Given data
──────────
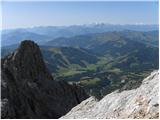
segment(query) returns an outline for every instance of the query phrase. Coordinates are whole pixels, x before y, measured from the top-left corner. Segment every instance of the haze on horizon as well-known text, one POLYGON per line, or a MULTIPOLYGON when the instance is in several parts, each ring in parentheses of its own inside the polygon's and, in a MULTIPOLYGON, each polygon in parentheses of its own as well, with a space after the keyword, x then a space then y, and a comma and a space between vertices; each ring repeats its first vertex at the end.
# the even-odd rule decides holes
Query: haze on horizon
POLYGON ((158 24, 158 2, 2 2, 3 29, 92 23, 158 24))

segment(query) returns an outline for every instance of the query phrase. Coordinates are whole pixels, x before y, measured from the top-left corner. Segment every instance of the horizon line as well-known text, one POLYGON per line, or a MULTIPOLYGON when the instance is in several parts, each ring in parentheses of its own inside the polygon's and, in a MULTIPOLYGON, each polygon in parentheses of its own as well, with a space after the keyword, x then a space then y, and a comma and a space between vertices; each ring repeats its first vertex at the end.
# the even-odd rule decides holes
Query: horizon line
POLYGON ((26 26, 26 27, 11 27, 11 28, 4 28, 1 27, 0 30, 14 30, 14 29, 27 29, 27 28, 38 28, 38 27, 72 27, 72 26, 89 26, 89 25, 135 25, 135 26, 143 26, 143 25, 157 25, 159 26, 159 23, 153 23, 153 24, 145 24, 145 23, 127 23, 127 24, 118 24, 118 23, 90 23, 90 24, 71 24, 71 25, 35 25, 35 26, 26 26))

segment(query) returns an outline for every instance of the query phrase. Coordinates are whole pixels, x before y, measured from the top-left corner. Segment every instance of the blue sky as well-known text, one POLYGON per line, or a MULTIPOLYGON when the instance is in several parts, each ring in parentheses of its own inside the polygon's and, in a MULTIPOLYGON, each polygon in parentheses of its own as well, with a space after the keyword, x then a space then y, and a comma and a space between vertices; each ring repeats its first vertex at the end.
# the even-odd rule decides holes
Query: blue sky
POLYGON ((158 24, 158 2, 3 2, 2 26, 158 24))

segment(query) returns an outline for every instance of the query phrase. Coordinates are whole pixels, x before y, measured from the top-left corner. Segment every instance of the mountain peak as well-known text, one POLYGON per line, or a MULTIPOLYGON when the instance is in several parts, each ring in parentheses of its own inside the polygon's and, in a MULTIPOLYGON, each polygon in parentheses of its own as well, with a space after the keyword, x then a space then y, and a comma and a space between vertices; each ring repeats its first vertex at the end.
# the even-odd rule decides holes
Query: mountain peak
POLYGON ((1 67, 2 118, 59 118, 88 97, 79 86, 54 81, 32 41, 23 41, 1 67))

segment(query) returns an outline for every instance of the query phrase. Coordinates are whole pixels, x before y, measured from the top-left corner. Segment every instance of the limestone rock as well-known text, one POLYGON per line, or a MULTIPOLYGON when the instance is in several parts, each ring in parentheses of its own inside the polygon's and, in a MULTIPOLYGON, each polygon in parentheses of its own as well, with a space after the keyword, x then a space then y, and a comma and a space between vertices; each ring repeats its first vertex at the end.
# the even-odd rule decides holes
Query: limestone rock
POLYGON ((3 58, 1 68, 2 118, 59 118, 88 97, 79 86, 54 81, 32 41, 3 58))
POLYGON ((115 91, 98 102, 90 97, 61 118, 158 119, 158 75, 158 71, 154 71, 139 88, 120 93, 115 91))

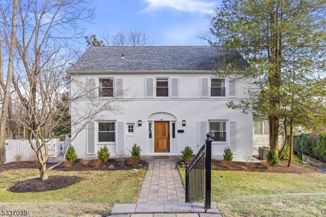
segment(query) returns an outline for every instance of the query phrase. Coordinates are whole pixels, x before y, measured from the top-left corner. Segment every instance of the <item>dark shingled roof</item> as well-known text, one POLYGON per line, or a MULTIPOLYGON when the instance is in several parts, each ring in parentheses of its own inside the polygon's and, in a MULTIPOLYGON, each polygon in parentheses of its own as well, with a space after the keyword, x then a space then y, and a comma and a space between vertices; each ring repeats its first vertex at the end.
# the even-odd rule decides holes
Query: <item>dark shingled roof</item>
POLYGON ((70 71, 211 70, 224 58, 240 69, 249 66, 237 51, 211 46, 91 46, 70 71))

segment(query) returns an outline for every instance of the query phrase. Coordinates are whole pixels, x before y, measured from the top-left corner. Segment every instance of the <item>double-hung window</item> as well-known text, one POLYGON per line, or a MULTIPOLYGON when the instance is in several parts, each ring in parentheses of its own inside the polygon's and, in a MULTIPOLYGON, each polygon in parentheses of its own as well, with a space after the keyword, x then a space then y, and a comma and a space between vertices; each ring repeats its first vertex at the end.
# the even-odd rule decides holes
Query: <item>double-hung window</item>
POLYGON ((168 78, 156 78, 156 96, 169 96, 168 78))
POLYGON ((98 142, 115 142, 115 123, 98 123, 98 142))
POLYGON ((99 83, 100 97, 113 96, 113 78, 100 78, 99 83))
POLYGON ((127 134, 129 135, 134 134, 134 124, 133 123, 127 124, 127 134))
POLYGON ((254 134, 268 135, 269 134, 269 124, 268 120, 254 121, 254 134))
POLYGON ((211 78, 210 85, 210 96, 225 96, 224 79, 211 78))
POLYGON ((226 122, 210 121, 209 132, 213 141, 226 142, 226 122))

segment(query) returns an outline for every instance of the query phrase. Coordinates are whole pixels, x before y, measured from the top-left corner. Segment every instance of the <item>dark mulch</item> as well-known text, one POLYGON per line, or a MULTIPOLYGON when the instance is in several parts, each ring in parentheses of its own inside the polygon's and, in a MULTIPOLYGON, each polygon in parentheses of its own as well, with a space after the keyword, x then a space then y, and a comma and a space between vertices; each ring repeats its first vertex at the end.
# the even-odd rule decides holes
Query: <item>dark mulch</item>
POLYGON ((42 181, 39 178, 29 179, 16 183, 9 190, 11 192, 42 192, 63 188, 80 181, 77 176, 50 176, 42 181))
POLYGON ((287 167, 287 160, 280 160, 275 167, 264 168, 261 163, 248 164, 245 162, 230 162, 226 163, 222 160, 212 159, 212 169, 221 171, 238 171, 271 172, 279 173, 321 173, 320 170, 309 165, 292 162, 290 167, 287 167))
MULTIPOLYGON (((126 161, 120 162, 115 158, 110 158, 106 163, 96 164, 96 160, 84 160, 78 159, 76 162, 62 164, 55 168, 53 170, 61 171, 82 171, 92 170, 113 171, 132 170, 147 168, 148 162, 140 159, 138 162, 130 165, 126 161)), ((48 168, 52 164, 47 164, 48 168)), ((0 167, 0 172, 20 169, 38 169, 39 164, 36 161, 23 161, 6 164, 0 167)), ((30 179, 16 183, 8 189, 15 193, 41 192, 53 191, 68 187, 78 183, 81 178, 77 176, 50 176, 46 180, 41 181, 39 178, 30 179)))

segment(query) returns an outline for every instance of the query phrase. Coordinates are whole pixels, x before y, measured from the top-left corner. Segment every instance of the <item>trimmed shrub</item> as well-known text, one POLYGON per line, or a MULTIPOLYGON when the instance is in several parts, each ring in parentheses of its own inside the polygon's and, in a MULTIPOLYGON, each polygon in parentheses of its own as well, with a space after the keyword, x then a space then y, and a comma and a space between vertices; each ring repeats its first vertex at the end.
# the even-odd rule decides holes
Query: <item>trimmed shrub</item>
POLYGON ((184 161, 192 158, 194 155, 193 149, 189 146, 186 146, 183 151, 181 151, 181 159, 184 161))
POLYGON ((227 162, 231 162, 233 160, 233 153, 229 146, 224 149, 223 159, 227 162))
POLYGON ((101 148, 99 151, 97 151, 97 157, 103 163, 107 162, 110 156, 110 153, 108 152, 108 149, 107 149, 106 145, 101 148))
POLYGON ((285 145, 285 147, 284 148, 284 150, 283 150, 283 152, 282 153, 282 155, 281 156, 281 159, 283 160, 288 160, 290 157, 290 146, 289 144, 287 144, 285 145))
POLYGON ((309 133, 300 134, 295 140, 294 149, 301 159, 302 159, 303 154, 314 156, 311 135, 309 133))
POLYGON ((75 148, 74 148, 73 146, 71 146, 67 151, 67 154, 66 154, 66 159, 68 160, 70 160, 72 162, 74 162, 77 160, 77 158, 78 156, 77 156, 77 154, 76 154, 75 148))
POLYGON ((141 151, 142 149, 139 146, 138 146, 136 144, 133 145, 131 150, 130 151, 131 153, 131 158, 135 160, 139 160, 141 158, 141 151))
POLYGON ((326 132, 322 132, 318 136, 317 147, 313 151, 317 159, 326 161, 326 132))
POLYGON ((279 164, 279 158, 276 153, 276 151, 271 150, 268 151, 266 156, 267 157, 267 161, 273 166, 276 166, 279 164))

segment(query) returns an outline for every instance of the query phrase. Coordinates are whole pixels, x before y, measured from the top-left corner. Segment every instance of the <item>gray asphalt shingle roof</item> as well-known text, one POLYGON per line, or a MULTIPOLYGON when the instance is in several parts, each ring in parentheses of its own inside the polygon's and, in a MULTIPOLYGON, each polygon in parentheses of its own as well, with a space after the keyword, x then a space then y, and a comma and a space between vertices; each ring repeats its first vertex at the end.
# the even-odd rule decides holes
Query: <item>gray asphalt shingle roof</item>
POLYGON ((218 62, 224 58, 237 61, 240 68, 249 66, 237 51, 211 46, 91 46, 70 70, 211 70, 219 68, 218 62))

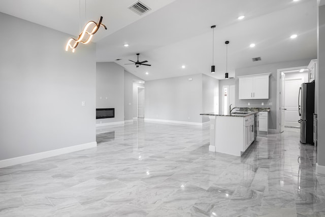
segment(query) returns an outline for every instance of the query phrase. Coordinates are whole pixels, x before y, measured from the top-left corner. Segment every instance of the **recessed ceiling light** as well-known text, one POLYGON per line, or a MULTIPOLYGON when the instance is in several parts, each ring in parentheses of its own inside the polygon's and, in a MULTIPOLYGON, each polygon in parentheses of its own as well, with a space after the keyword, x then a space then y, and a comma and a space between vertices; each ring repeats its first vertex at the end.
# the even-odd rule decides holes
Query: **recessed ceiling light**
POLYGON ((297 35, 295 34, 295 35, 292 35, 292 36, 291 36, 290 37, 290 38, 291 38, 291 39, 295 39, 295 38, 297 38, 297 36, 298 36, 297 35))

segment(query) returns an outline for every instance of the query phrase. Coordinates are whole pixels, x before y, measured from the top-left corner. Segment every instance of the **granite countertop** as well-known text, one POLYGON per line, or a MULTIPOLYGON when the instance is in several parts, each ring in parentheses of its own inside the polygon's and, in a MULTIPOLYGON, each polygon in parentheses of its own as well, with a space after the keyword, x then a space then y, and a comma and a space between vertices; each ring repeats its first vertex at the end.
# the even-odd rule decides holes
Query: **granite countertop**
POLYGON ((271 109, 270 108, 239 108, 239 111, 270 111, 270 110, 271 109))
POLYGON ((247 116, 249 116, 250 115, 255 114, 256 113, 258 112, 258 111, 251 111, 248 113, 245 112, 241 112, 241 111, 235 111, 233 112, 230 114, 219 114, 215 112, 210 112, 210 113, 204 113, 203 114, 200 114, 200 115, 210 115, 210 116, 228 116, 231 117, 247 117, 247 116))

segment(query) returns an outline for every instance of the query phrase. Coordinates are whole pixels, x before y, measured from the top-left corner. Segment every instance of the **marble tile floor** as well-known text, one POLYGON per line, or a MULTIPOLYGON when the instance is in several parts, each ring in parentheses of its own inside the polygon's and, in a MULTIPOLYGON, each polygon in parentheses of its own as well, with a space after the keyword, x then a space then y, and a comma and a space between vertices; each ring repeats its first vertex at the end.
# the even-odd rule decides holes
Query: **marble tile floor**
POLYGON ((325 176, 298 132, 258 137, 241 157, 209 152, 209 133, 98 128, 96 148, 0 168, 0 216, 325 216, 325 176))

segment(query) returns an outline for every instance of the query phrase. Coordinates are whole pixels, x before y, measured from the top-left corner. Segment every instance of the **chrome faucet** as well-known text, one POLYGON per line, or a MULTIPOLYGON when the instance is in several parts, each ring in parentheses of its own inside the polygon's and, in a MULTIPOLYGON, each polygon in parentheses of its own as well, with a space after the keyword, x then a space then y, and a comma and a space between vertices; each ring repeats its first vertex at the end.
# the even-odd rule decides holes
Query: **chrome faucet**
POLYGON ((234 108, 232 108, 232 105, 233 104, 230 104, 230 105, 229 106, 229 111, 230 111, 229 114, 231 114, 232 111, 233 111, 233 110, 235 108, 239 108, 239 107, 234 107, 234 108))

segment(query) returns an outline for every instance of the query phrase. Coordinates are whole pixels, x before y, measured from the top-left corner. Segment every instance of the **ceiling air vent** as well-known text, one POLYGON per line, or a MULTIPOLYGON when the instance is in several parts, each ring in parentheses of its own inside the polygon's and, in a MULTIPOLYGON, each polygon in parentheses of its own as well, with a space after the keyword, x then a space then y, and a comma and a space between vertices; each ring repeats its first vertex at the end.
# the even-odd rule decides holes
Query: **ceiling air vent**
POLYGON ((262 59, 261 58, 261 57, 255 57, 255 58, 252 58, 252 60, 253 60, 253 62, 255 61, 259 61, 261 60, 262 59))
POLYGON ((139 1, 133 4, 132 5, 128 7, 128 9, 136 12, 139 15, 142 15, 146 12, 151 10, 151 8, 139 1))

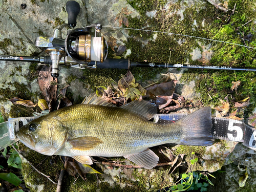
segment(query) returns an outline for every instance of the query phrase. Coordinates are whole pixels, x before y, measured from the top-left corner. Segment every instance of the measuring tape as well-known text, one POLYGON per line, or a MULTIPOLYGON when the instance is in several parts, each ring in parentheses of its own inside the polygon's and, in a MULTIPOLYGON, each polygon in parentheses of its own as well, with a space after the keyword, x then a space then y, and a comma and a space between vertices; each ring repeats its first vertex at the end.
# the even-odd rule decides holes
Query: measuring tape
MULTIPOLYGON (((157 114, 154 121, 170 123, 187 116, 187 114, 173 113, 157 114)), ((0 150, 17 141, 15 133, 20 127, 37 117, 14 118, 0 123, 0 150)), ((256 154, 256 130, 245 123, 234 119, 219 117, 211 118, 211 134, 214 138, 242 142, 243 144, 254 150, 250 153, 256 154)), ((248 153, 248 152, 247 152, 248 153)))
MULTIPOLYGON (((170 123, 187 116, 187 114, 157 114, 155 121, 160 123, 170 123)), ((212 117, 211 134, 215 139, 236 142, 256 151, 256 129, 237 120, 212 117)), ((253 153, 256 153, 254 152, 253 153)))

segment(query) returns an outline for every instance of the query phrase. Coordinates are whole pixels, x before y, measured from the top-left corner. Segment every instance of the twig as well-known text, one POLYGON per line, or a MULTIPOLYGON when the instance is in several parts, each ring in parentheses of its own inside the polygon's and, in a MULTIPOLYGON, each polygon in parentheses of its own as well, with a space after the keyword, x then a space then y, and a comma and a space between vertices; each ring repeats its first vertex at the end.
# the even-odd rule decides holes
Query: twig
POLYGON ((61 186, 64 175, 65 174, 65 169, 62 169, 60 171, 60 174, 59 176, 59 180, 58 180, 58 185, 57 186, 57 189, 56 192, 60 192, 61 191, 61 186))
POLYGON ((14 149, 15 151, 16 151, 16 152, 19 154, 19 156, 24 159, 26 161, 27 161, 27 162, 28 162, 28 164, 29 164, 33 168, 34 168, 35 169, 35 170, 36 170, 37 172, 38 172, 38 173, 39 173, 40 174, 43 175, 44 176, 46 177, 46 178, 47 178, 50 181, 51 181, 53 184, 55 184, 55 185, 57 184, 57 183, 56 183, 54 181, 53 181, 53 180, 52 180, 51 179, 50 179, 50 176, 48 176, 46 175, 45 175, 44 174, 40 172, 38 169, 37 169, 35 166, 34 166, 34 165, 33 165, 31 163, 30 163, 29 161, 28 161, 28 160, 25 158, 25 157, 23 155, 22 155, 22 154, 20 153, 19 153, 19 152, 16 148, 16 147, 15 147, 15 146, 13 145, 13 144, 12 144, 12 146, 13 147, 13 148, 14 149))
POLYGON ((19 106, 16 106, 16 107, 17 107, 17 108, 19 108, 19 109, 20 109, 21 110, 25 110, 25 111, 27 111, 27 112, 28 112, 31 113, 32 113, 32 114, 33 114, 33 115, 36 115, 36 116, 39 116, 39 115, 37 115, 37 114, 36 114, 36 113, 34 113, 34 112, 32 112, 32 111, 29 111, 29 110, 26 110, 26 109, 23 109, 23 108, 20 108, 19 106))
POLYGON ((225 23, 224 23, 222 20, 221 20, 221 19, 220 18, 220 17, 216 17, 218 19, 220 19, 221 20, 221 22, 222 22, 222 23, 224 24, 224 25, 225 25, 225 23))
POLYGON ((244 27, 245 25, 248 24, 248 23, 250 23, 250 22, 251 22, 251 21, 252 21, 252 20, 251 20, 251 20, 250 20, 249 22, 246 22, 246 23, 245 23, 245 24, 244 24, 244 25, 243 25, 242 26, 240 26, 240 27, 238 27, 237 28, 237 29, 239 29, 240 27, 244 27))
POLYGON ((230 15, 229 15, 229 17, 228 17, 228 19, 227 19, 227 24, 228 24, 228 23, 229 23, 229 19, 230 19, 231 18, 231 16, 234 14, 234 10, 236 9, 236 6, 237 5, 237 4, 234 4, 234 8, 233 9, 233 10, 232 11, 232 13, 230 14, 230 15))

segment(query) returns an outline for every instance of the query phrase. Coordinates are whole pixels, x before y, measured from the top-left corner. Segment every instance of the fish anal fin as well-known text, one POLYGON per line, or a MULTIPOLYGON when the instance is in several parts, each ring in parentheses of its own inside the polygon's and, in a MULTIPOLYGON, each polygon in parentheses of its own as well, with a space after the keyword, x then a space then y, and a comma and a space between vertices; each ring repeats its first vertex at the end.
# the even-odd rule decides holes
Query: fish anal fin
POLYGON ((91 157, 88 156, 73 156, 72 158, 82 164, 92 165, 93 163, 93 161, 92 161, 92 159, 91 159, 91 157))
POLYGON ((95 137, 77 137, 68 141, 72 145, 73 150, 85 151, 91 150, 102 143, 100 139, 95 137))
POLYGON ((125 156, 124 157, 147 169, 151 169, 156 166, 159 160, 159 158, 155 153, 149 148, 146 148, 141 152, 125 156))

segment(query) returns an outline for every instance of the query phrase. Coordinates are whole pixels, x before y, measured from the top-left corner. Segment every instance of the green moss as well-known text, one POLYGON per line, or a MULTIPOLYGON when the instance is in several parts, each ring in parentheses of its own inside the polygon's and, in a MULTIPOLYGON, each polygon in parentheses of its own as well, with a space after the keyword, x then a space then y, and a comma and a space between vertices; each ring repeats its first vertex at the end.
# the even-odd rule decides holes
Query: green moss
POLYGON ((37 31, 37 33, 38 34, 39 36, 46 36, 44 33, 44 32, 40 29, 38 30, 38 31, 37 31))
POLYGON ((36 4, 36 0, 30 0, 30 2, 31 2, 32 5, 36 4))
POLYGON ((0 41, 0 49, 5 49, 11 45, 12 45, 12 40, 5 38, 2 41, 0 41))
MULTIPOLYGON (((28 151, 28 148, 23 144, 20 143, 19 148, 23 151, 28 151)), ((59 175, 61 169, 64 168, 62 162, 58 156, 46 156, 34 151, 29 150, 26 159, 32 162, 44 174, 50 176, 55 181, 58 182, 59 175), (46 158, 47 158, 46 159, 46 158), (39 166, 37 166, 40 164, 39 166)), ((44 185, 44 191, 56 191, 57 185, 50 182, 46 177, 42 176, 28 163, 23 163, 22 174, 24 176, 25 183, 31 185, 44 185)), ((32 191, 35 191, 31 187, 27 186, 32 191)))
POLYGON ((56 17, 54 19, 54 26, 53 28, 55 28, 65 23, 65 21, 61 19, 60 18, 59 18, 59 17, 56 17))

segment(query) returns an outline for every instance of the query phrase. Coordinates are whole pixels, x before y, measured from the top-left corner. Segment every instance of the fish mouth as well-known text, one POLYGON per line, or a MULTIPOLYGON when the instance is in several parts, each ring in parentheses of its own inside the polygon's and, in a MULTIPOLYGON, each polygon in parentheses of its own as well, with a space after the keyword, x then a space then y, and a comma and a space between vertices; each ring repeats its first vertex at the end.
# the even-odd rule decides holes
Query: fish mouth
POLYGON ((16 136, 25 145, 32 148, 34 147, 35 142, 31 136, 29 134, 24 134, 22 132, 18 131, 16 133, 16 136))

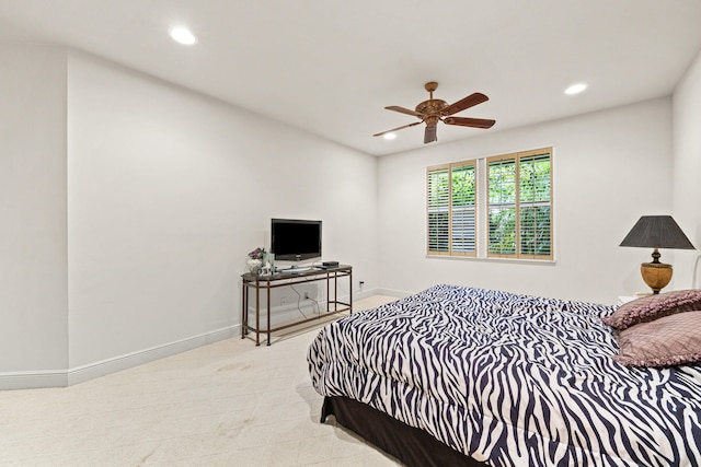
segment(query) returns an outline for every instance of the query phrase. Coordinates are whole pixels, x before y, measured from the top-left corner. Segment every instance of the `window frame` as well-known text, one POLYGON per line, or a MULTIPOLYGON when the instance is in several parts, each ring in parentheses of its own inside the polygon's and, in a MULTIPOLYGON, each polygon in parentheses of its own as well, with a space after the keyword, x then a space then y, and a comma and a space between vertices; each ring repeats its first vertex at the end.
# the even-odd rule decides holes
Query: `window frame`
──────────
Your objective
Exactly repeat every line from the line that includes "the fish mouth" to the end of the listing, and nothing else, leaving pictures out.

Exercise output
segment(query) returns an outline for every instance of the query phrase. Coordinates are whole pixels, x before y, measured from the top-left corner. Segment every instance of the fish mouth as well-known text, one POLYGON per line, or a MULTIPOLYGON when the instance is in several parts, each ring in parentheses of its own inside the polygon's and, in a MULTIPOLYGON, each polygon in parentheses of its own as well, with a space after the keyword, x then a space then y, and a comma and a space between vertices; each ring repeats its first vertex at the end.
# the even-odd rule decides holes
Query: fish mouth
POLYGON ((16 136, 25 145, 32 148, 34 147, 35 142, 31 136, 29 134, 24 134, 22 132, 18 131, 16 133, 16 136))

segment(query) returns an outline for every instance of the query phrase. Coordinates are whole pixels, x before y, measured from the top-left corner. Segment every instance of the `window frame` as well-known text, one POLYGON per line, or a MULTIPOLYGON when the instance is in several parts, each ring in parentheses of its own inside the polygon's and, in a MULTIPOLYGON, each polygon in parentheses of its own as well, with a space after the keyword, x then a space then y, and a comma and a space between vertices; each ring repeats its first vertex at the end.
# the even-odd rule decides holes
Query: `window frame`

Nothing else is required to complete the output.